Source text:

Now your `.chat` class is scoped to the shadow root. No matter what the host page's CSS does, the `.chat` inside your shadow is isolated.

## What this solves

Real things we've seen happen when you don't use Shadow DOM:

- **Reset stylesheets clobbering your padding.** Host pages with `* { margin: 0; padding: 0 }` ruin spacing.
- **Font inheritance.** Hosts with `body { font-family: Comic Sans }` propagate to your chat.
- **Specificity wars.** Customer ships `.chat-bubble { background: red !important }` to "match brand" and breaks your dark-mode logic.
- **`box-sizing` mismatches.** Host uses `content-box` somewhere; your buttons end up the wrong size.
- **CSS variable collisions.** Host defines `--primary` for their brand; you define `--primary` for your accent. Whose wins depends on tree position. Chaos.

Each of these is fixable with `!important` and specificity tricks. They all go away with Shadow DOM.

Dataset rows:

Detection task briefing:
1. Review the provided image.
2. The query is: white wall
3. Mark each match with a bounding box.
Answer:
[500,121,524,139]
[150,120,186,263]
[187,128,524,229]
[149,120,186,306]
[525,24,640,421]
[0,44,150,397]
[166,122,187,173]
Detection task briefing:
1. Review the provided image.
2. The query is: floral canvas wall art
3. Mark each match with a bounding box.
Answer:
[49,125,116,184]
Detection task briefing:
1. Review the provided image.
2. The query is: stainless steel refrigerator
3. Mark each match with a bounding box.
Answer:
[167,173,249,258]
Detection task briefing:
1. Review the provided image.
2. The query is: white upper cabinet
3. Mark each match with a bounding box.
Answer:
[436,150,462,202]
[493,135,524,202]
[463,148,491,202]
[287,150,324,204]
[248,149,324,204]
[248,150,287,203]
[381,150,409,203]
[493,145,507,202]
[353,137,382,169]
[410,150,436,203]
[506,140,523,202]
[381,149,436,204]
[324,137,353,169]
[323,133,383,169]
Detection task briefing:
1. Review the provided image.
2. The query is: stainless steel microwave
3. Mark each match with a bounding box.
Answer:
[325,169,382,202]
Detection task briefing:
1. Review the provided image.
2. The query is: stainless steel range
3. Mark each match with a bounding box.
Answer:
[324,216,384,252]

Required tasks:
1. Repeat the listing from its first line through the line containing "[167,173,249,258]", swapping "provided image" for "supplied image" and leaving everything else as it is.
2. Carry on the Shadow DOM text from its last sentence.

Task responses:
1.
Detection task briefing:
1. Review the supplied image.
2. The query is: white wall
3. Mark each match with a bounding box.
Answer:
[500,121,524,139]
[150,120,186,263]
[187,128,524,229]
[149,120,186,306]
[525,24,640,421]
[0,44,150,397]
[166,122,187,173]
Detection task briefing:
1. Review the supplied image.
2. The query is: floral canvas wall art
3. Mark each match with a bounding box.
Answer:
[49,125,116,184]
Detection task briefing:
1. Review the supplied image.
2. The query is: stainless steel refrigerator
3. Mark each match with a bounding box.
Answer:
[167,173,249,258]

2.
## What Shadow DOM doesn't solve

It's not a perfect wall. Things that still cross:

- **Inherited CSS properties.** `font`, `color`, `direction`, etc. — if your shadow root doesn't set them explicitly, they inherit from the host. (Linda sets all the relevant ones on the shadow root.)
- **CSS custom properties.** Variables defined on `:root` *do* cross into the Shadow DOM. This is actually useful — you can let host pages theme your chat by defining `--linda-accent`.
- **Form elements.** `<input>` and `<button>` have user-agent styles that bleed in. Linda explicitly resets these inside the shadow.

The leakage is small and surgical. With a careful reset (~30 lines of CSS at the top of the shadow), it's bulletproof.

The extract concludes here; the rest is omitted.